» **Instructions for the task**: Reproduce verbatim only the lines from the one containing "In the picture above, where can the person" through the last line below, both included.

[Point localization data]

+--

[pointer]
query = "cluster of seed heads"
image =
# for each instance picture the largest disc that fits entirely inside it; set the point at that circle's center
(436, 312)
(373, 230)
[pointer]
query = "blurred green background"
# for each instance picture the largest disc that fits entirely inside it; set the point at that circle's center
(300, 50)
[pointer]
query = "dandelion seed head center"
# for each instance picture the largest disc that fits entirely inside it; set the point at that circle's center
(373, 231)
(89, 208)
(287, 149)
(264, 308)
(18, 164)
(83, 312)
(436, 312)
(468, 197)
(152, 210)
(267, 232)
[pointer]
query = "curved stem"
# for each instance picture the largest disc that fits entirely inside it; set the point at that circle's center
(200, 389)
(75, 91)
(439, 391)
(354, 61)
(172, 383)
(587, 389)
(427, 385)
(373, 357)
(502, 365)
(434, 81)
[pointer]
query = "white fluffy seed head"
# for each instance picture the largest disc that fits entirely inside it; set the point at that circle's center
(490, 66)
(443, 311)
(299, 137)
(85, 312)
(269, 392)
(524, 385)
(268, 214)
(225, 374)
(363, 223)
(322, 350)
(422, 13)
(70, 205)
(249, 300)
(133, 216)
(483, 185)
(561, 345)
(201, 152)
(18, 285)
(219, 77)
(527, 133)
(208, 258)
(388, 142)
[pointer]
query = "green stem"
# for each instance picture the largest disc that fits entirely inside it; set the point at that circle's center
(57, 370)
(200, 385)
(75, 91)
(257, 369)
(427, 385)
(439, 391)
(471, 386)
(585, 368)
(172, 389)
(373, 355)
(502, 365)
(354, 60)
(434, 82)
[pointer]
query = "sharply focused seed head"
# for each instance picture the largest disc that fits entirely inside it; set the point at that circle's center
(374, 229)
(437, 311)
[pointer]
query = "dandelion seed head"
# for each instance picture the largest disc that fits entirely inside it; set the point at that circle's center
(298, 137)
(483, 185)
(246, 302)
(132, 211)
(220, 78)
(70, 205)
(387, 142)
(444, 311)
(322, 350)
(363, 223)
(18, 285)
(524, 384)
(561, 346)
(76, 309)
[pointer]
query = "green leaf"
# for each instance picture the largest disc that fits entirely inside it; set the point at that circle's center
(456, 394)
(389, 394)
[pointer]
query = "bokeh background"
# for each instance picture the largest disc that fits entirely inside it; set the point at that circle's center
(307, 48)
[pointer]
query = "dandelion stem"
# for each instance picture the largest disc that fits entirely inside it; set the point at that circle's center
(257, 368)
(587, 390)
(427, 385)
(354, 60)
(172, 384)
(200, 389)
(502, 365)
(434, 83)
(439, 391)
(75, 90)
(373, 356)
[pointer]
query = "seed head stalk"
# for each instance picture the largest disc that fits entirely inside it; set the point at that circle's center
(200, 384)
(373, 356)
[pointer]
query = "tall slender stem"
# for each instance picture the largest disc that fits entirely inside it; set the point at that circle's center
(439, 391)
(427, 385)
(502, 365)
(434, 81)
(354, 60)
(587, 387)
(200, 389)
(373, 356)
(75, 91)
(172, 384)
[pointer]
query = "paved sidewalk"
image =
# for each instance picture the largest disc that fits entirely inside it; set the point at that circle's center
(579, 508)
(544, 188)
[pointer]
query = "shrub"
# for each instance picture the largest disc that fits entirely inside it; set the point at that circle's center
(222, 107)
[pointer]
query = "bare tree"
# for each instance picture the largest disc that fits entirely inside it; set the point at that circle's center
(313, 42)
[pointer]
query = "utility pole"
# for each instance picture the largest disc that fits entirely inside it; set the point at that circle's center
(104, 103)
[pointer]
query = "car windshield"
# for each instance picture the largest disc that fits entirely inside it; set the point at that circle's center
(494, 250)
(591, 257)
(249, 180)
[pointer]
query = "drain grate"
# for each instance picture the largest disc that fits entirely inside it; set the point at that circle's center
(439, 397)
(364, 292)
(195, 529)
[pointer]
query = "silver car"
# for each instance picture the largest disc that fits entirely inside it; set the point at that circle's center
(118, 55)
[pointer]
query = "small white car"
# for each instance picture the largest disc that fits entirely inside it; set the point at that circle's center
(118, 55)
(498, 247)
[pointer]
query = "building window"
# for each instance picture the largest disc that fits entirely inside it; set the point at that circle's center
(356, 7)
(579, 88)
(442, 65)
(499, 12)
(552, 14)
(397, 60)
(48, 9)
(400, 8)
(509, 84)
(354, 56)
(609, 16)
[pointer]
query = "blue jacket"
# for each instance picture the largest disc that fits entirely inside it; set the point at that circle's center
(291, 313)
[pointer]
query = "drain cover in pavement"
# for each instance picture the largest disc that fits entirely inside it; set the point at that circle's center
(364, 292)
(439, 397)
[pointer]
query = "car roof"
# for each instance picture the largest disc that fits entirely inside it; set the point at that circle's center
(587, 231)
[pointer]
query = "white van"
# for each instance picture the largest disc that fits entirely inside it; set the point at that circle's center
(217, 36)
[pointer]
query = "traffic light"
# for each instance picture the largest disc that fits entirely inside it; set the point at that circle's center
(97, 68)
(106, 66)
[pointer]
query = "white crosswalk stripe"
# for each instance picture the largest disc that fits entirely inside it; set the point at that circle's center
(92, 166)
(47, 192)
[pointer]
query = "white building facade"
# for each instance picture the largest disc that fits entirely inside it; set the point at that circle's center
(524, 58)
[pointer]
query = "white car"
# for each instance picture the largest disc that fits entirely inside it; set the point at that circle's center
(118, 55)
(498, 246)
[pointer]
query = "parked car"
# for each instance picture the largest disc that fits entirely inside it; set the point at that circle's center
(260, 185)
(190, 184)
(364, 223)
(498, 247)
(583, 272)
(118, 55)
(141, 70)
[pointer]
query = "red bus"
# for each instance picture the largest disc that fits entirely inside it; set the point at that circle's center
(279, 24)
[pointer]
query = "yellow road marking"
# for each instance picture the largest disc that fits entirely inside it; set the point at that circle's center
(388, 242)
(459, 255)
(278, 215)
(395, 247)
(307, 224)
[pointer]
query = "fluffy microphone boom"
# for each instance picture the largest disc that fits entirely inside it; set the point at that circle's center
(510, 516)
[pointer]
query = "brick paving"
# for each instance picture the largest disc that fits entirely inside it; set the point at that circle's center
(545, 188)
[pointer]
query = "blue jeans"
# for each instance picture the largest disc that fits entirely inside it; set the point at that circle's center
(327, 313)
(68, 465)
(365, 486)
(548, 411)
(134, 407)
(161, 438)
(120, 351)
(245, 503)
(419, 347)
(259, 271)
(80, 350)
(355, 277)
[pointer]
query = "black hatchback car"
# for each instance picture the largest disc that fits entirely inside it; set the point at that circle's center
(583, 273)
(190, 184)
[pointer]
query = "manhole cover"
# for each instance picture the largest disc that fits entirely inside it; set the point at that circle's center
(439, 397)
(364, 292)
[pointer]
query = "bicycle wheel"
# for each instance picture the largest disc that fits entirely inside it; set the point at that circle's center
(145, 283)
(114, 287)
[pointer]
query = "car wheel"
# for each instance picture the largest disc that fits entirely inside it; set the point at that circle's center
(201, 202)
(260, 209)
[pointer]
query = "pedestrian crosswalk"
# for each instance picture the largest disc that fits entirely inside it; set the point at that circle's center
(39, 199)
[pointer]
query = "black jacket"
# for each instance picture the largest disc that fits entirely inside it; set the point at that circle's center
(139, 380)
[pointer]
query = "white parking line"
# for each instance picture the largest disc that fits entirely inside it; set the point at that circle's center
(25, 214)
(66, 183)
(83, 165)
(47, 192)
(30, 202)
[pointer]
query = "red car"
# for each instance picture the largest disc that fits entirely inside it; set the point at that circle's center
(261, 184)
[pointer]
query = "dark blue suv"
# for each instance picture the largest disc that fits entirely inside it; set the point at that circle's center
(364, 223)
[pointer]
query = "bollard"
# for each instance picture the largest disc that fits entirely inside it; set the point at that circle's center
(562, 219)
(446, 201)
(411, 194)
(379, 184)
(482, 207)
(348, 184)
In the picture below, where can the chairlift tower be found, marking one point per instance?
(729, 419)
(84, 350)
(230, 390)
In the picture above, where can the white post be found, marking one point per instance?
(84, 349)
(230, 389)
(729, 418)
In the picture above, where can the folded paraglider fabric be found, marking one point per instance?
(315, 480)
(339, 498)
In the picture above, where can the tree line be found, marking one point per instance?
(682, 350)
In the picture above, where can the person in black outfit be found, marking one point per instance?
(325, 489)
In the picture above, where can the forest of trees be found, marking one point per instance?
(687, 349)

+--

» **Response area**:
In the picture above, where can the person in black outfit be found, marking one point per instance?
(325, 489)
In the picture above, where can the forest of trees be found, marking one point per instance?
(687, 349)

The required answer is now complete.